[Rows of labeled boxes]
◆ ◆ ◆ ◆ ◆
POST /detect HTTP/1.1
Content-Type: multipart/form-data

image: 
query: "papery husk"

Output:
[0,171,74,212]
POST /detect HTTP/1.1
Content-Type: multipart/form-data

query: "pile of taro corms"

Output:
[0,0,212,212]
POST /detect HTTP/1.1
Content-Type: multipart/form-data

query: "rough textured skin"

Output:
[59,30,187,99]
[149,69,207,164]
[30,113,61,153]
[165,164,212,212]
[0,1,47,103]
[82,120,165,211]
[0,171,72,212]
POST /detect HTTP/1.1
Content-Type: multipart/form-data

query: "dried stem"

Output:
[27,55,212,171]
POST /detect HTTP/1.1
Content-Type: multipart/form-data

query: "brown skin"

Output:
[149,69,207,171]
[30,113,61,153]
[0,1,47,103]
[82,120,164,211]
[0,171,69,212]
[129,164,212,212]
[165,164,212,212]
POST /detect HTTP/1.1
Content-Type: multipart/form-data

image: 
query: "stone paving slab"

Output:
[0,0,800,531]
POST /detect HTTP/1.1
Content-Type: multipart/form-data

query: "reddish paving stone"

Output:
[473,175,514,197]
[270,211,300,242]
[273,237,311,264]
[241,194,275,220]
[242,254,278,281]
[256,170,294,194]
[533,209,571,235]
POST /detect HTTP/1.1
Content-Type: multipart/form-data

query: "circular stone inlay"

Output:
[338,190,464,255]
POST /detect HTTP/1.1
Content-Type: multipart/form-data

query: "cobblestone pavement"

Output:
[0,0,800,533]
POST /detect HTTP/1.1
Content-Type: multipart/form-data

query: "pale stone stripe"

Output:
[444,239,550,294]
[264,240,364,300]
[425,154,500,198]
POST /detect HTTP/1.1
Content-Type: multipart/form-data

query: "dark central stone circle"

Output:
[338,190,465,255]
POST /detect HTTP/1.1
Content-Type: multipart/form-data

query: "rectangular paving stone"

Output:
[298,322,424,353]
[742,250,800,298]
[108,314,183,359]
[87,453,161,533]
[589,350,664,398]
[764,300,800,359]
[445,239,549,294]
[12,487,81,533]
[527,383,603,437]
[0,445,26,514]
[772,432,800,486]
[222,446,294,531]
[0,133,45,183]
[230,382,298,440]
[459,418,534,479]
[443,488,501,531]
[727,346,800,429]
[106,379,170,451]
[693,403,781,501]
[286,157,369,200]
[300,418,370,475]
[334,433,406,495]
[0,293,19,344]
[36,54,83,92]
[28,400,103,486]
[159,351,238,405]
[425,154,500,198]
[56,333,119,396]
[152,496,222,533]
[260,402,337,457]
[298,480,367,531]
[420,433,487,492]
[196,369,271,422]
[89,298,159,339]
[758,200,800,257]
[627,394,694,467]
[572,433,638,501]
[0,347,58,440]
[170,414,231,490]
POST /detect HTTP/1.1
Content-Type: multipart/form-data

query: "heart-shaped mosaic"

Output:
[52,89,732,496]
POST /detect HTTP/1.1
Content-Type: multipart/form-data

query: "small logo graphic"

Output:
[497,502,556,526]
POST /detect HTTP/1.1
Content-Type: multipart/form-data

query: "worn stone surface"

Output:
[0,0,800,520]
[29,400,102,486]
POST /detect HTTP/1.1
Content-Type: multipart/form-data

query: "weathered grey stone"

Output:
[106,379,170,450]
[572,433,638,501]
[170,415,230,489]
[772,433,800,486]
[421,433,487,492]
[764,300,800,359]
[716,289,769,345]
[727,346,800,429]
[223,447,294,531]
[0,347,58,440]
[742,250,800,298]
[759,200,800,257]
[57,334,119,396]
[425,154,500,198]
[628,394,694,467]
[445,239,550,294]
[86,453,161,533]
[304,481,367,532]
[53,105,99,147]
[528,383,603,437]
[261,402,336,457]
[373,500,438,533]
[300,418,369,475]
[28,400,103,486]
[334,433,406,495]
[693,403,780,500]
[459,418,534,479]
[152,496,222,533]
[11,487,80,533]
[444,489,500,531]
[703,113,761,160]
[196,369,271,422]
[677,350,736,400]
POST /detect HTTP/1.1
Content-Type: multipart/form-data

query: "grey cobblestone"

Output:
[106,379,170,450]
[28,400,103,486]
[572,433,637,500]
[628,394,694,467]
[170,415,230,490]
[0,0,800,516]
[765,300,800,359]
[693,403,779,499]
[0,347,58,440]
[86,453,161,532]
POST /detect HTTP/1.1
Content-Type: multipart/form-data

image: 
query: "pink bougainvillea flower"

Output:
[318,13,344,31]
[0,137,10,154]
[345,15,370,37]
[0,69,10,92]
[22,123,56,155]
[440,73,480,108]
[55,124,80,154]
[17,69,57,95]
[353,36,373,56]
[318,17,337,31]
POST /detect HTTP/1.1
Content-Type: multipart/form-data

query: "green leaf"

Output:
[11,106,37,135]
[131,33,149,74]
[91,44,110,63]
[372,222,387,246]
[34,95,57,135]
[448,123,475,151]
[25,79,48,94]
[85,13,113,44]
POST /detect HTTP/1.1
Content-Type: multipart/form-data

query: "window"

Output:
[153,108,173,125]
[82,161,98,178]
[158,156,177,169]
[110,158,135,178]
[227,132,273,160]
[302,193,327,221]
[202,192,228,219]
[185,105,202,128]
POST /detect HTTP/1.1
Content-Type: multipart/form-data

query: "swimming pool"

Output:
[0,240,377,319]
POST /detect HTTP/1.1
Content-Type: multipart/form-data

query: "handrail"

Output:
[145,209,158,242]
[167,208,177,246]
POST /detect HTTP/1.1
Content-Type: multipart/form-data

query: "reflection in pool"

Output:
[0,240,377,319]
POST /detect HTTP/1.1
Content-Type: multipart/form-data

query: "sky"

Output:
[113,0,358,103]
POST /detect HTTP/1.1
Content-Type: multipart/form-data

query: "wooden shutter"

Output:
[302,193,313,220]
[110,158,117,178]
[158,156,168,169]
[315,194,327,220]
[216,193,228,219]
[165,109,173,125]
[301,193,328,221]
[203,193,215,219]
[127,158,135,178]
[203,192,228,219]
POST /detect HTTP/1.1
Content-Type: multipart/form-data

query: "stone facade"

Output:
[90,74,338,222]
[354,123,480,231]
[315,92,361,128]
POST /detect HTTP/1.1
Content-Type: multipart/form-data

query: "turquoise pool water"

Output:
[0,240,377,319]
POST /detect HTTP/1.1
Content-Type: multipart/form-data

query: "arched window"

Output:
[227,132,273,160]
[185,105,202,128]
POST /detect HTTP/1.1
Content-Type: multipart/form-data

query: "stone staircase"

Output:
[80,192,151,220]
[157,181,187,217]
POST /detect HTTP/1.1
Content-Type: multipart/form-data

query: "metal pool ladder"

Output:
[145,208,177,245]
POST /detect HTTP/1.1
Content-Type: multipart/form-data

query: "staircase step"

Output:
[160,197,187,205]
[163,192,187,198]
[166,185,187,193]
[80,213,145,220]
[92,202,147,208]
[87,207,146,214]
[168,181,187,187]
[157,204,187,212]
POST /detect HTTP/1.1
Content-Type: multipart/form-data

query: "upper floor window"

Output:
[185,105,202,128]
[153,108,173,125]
◆ ◆ ◆ ◆ ◆
_DESCRIPTION OF THE TASK_
Reproduce every row above word for word, with nothing changed, added, or left out.

_OUTPUT FOR THIS TASK_
POST /detect HTTP/1.1
Content-Type: multipart/form-data

image: 
query: "papery husk"

Output:
[0,171,74,212]
POST /detect HTTP/1.1
Content-Type: multipart/form-data

query: "pile of taro corms"

Output:
[0,0,212,212]
POST /detect HTTP/1.1
Content-Type: multipart/form-data

query: "rough textured skin"

Output:
[59,30,187,99]
[149,69,207,164]
[30,113,61,153]
[165,164,212,212]
[0,1,47,103]
[82,120,165,211]
[0,171,72,212]
POST /detect HTTP/1.1
Content-Type: multipart/form-data

query: "dried stem"

Output:
[27,55,212,171]
POST /detect HTTP/1.1
Content-Type: multipart/form-data

query: "brown skin"

Output:
[149,69,207,171]
[30,113,61,153]
[0,1,47,103]
[82,120,164,211]
[0,171,69,212]
[129,164,212,212]
[165,164,212,212]
POST /detect HTTP/1.1
Content-Type: multipart/form-data

image: 
query: "stone paving slab"

Output:
[0,0,800,531]
POST /detect HTTP/1.1
Content-Type: multipart/form-data

query: "reddish paving stone"

Output:
[473,175,514,197]
[270,211,300,242]
[273,237,311,264]
[241,194,275,220]
[242,254,278,281]
[256,170,294,194]
[533,209,571,235]
POST /detect HTTP/1.1
Content-Type: multipart/form-data

query: "circular stone inlay"

Output:
[338,190,464,255]
POST /detect HTTP/1.1
Content-Type: multipart/form-data

query: "cobblestone pavement"

Output:
[0,0,800,533]
POST /detect HTTP/1.1
Content-Type: multipart/form-data

query: "pale stone stripe"

Output:
[444,239,550,294]
[264,240,364,300]
[425,154,500,198]
POST /detect HTTP/1.1
Content-Type: multipart/form-data

query: "dark central stone circle"

Output:
[338,190,465,255]
POST /detect HTTP/1.1
Content-Type: multipart/form-data

query: "rectangular paving stone"

Output:
[298,322,424,353]
[742,250,800,298]
[108,314,183,359]
[87,453,161,533]
[589,350,664,398]
[764,300,800,359]
[445,239,549,294]
[12,487,81,533]
[527,383,603,437]
[0,445,26,514]
[772,432,800,486]
[222,446,294,531]
[0,133,45,183]
[230,382,298,440]
[459,418,534,479]
[443,488,501,531]
[727,346,800,429]
[106,379,170,451]
[693,403,781,501]
[286,157,369,200]
[300,418,370,475]
[334,433,406,495]
[0,293,19,344]
[36,54,83,92]
[28,400,103,486]
[159,351,238,405]
[425,154,500,198]
[56,333,119,396]
[152,496,222,533]
[260,402,337,457]
[298,480,367,531]
[420,433,487,492]
[196,369,271,422]
[89,298,159,339]
[758,200,800,257]
[627,394,694,467]
[572,433,638,501]
[0,347,58,440]
[170,414,231,490]
POST /detect HTTP/1.1
Content-Type: multipart/form-data

query: "heart-shaped mosaic"

Output:
[52,89,732,496]
POST /detect HTTP/1.1
Content-Type: multipart/form-data

query: "small logo graphic"

Output:
[497,502,556,526]
POST /detect HTTP/1.1
Content-Type: multipart/form-data

query: "worn stone surface"

Output:
[0,0,800,520]
[29,400,102,486]
POST /detect HTTP/1.1
Content-Type: multipart/form-data

query: "weathered grey stone"

Output:
[106,379,170,450]
[572,433,638,501]
[170,415,230,489]
[772,433,800,486]
[421,433,487,492]
[764,300,800,359]
[716,289,769,345]
[727,346,800,429]
[223,447,294,531]
[0,347,58,440]
[742,250,800,298]
[759,200,800,257]
[57,334,119,396]
[425,154,500,198]
[628,394,694,467]
[445,239,550,294]
[86,453,161,533]
[304,481,367,532]
[53,105,99,147]
[528,383,603,437]
[261,402,336,457]
[373,500,438,533]
[300,418,369,475]
[28,400,103,486]
[334,433,406,495]
[693,403,780,500]
[459,418,534,479]
[152,496,222,533]
[11,487,80,533]
[444,489,500,531]
[703,113,761,160]
[196,369,271,422]
[677,350,736,400]
POST /detect HTTP/1.1
Content-Type: multipart/form-data

query: "grey cobblestone"

Output:
[106,379,170,450]
[28,400,103,486]
[572,433,637,500]
[628,394,694,467]
[170,415,230,490]
[0,0,800,516]
[765,300,800,359]
[693,403,779,499]
[0,347,58,440]
[86,453,161,532]
POST /detect HTTP/1.1
Content-Type: multipart/form-data

image: 
query: "pink bougainvillea flower"

Output:
[318,13,344,31]
[0,137,10,154]
[345,15,370,37]
[0,69,10,92]
[22,123,56,155]
[440,73,480,108]
[55,124,80,154]
[17,69,57,95]
[353,36,373,56]
[318,17,337,31]
POST /detect HTTP/1.1
Content-Type: multipart/form-data

query: "green leaf"

Output:
[11,106,37,135]
[131,33,149,74]
[91,44,110,63]
[372,222,387,246]
[34,95,57,135]
[448,123,475,151]
[25,79,48,94]
[85,13,113,44]
POST /detect HTTP/1.1
Content-Type: multipart/form-data

query: "window"

Output:
[153,108,173,125]
[82,161,98,178]
[158,156,177,169]
[110,158,135,178]
[227,132,273,160]
[302,193,327,221]
[202,192,228,219]
[185,105,202,128]
POST /detect HTTP/1.1
Content-Type: multipart/form-data

query: "swimming pool"

Output:
[0,240,377,319]
POST /detect HTTP/1.1
Content-Type: multipart/form-data

query: "handrail"

Output:
[145,209,158,242]
[167,208,177,246]
POST /detect HTTP/1.1
Content-Type: multipart/form-data

query: "reflection in pool"

Output:
[0,240,377,319]
POST /detect HTTP/1.1
Content-Type: multipart/form-data

query: "sky"

Output:
[113,0,358,103]
POST /detect HTTP/1.1
Content-Type: multipart/form-data

query: "wooden shutter"

Output:
[302,193,313,220]
[110,158,117,178]
[158,156,168,169]
[315,194,327,220]
[216,193,228,219]
[165,109,173,125]
[301,193,328,221]
[203,193,215,219]
[127,158,135,178]
[203,192,228,219]
POST /detect HTTP/1.1
Content-Type: multipart/form-data

query: "stone facade"

Output:
[90,74,338,222]
[354,123,480,231]
[315,92,361,128]
POST /detect HTTP/1.1
Content-Type: multipart/form-data

query: "turquoise pool water"

Output:
[0,240,377,319]
POST /detect HTTP/1.1
Content-Type: multipart/form-data

query: "arched window"

Output:
[227,132,273,160]
[185,105,202,128]
POST /detect HTTP/1.1
Content-Type: multipart/form-data

query: "stone staircase"

Output:
[80,192,151,220]
[157,181,187,217]
POST /detect HTTP/1.1
Content-Type: multipart/form-data

query: "metal pool ladder"

Output:
[145,208,177,245]
POST /detect HTTP/1.1
Content-Type: multipart/form-data

query: "staircase step"

Output:
[160,197,187,205]
[163,192,187,198]
[166,185,187,193]
[80,213,145,220]
[92,202,147,208]
[87,207,146,214]
[168,181,187,187]
[157,204,187,212]
POST /detect HTTP/1.1
Content-Type: multipart/form-data

query: "upper floor window"

Output:
[185,105,202,128]
[153,108,173,125]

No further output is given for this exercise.